## Start

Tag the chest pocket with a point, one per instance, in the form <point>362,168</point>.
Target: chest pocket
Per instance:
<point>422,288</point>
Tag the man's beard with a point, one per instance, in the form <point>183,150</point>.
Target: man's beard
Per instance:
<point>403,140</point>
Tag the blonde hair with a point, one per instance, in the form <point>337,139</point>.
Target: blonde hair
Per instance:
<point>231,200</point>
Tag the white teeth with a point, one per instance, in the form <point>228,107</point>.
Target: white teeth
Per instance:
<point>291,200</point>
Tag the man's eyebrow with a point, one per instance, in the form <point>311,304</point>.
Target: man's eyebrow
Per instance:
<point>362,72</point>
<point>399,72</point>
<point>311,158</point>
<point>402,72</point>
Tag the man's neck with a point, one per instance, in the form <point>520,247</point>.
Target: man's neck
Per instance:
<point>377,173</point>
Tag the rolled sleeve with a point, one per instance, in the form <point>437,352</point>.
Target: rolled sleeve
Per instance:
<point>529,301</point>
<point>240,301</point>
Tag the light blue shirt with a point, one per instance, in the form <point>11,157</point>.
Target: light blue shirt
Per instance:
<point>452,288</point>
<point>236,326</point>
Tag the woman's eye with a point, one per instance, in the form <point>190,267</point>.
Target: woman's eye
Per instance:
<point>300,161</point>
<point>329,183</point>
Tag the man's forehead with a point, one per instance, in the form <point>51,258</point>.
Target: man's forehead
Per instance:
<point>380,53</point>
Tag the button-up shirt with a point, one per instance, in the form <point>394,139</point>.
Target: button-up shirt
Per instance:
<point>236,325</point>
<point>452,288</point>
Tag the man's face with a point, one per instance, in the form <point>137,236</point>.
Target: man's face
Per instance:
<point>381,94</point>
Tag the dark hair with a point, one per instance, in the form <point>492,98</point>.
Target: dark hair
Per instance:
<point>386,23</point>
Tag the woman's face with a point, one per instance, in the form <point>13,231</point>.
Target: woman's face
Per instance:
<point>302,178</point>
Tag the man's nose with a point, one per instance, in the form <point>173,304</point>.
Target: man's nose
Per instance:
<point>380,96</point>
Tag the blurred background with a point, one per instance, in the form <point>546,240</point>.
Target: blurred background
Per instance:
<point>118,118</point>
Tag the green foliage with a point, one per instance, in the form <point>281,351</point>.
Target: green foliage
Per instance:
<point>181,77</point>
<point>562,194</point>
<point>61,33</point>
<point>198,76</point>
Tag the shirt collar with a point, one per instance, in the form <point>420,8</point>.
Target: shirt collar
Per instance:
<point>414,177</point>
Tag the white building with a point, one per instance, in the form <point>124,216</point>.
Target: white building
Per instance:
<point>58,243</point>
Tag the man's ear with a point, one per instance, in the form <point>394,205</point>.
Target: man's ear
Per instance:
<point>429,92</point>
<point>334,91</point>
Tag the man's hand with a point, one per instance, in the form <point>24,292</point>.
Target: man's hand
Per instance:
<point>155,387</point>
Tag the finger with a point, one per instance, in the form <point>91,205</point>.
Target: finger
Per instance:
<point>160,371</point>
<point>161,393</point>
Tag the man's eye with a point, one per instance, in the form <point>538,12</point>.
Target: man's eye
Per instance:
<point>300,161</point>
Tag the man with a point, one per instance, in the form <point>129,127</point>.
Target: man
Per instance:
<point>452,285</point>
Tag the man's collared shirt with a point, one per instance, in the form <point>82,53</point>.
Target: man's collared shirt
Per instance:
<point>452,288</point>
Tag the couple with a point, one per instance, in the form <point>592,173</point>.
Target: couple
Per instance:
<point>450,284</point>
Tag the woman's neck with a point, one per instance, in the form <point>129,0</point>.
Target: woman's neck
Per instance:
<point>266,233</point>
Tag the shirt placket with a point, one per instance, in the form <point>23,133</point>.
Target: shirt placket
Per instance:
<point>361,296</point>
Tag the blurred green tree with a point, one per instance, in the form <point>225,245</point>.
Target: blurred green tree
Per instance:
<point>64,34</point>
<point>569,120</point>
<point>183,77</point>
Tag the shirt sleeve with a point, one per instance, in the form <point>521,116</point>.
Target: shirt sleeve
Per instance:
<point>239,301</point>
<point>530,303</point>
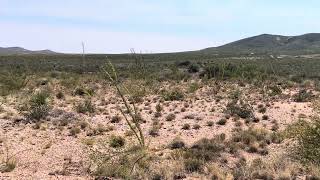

## End

▸ Set problem: Shift the answer coordinates in the data by adding 29 to each number, and write out every line between the line holding "Tag the woman's eye" and the line holding "<point>380,53</point>", inclusive. Keep the sample point after "in the form" unchanged on each line where it appears.

▸ Exercise result:
Tag the woman's eye with a point, one per instance, in the form <point>190,267</point>.
Target: woman's eye
Per instance:
<point>329,190</point>
<point>358,212</point>
Tag the man's forehead with a point, one per instance, in the form <point>51,258</point>.
Target: man's forehead
Per instance:
<point>409,82</point>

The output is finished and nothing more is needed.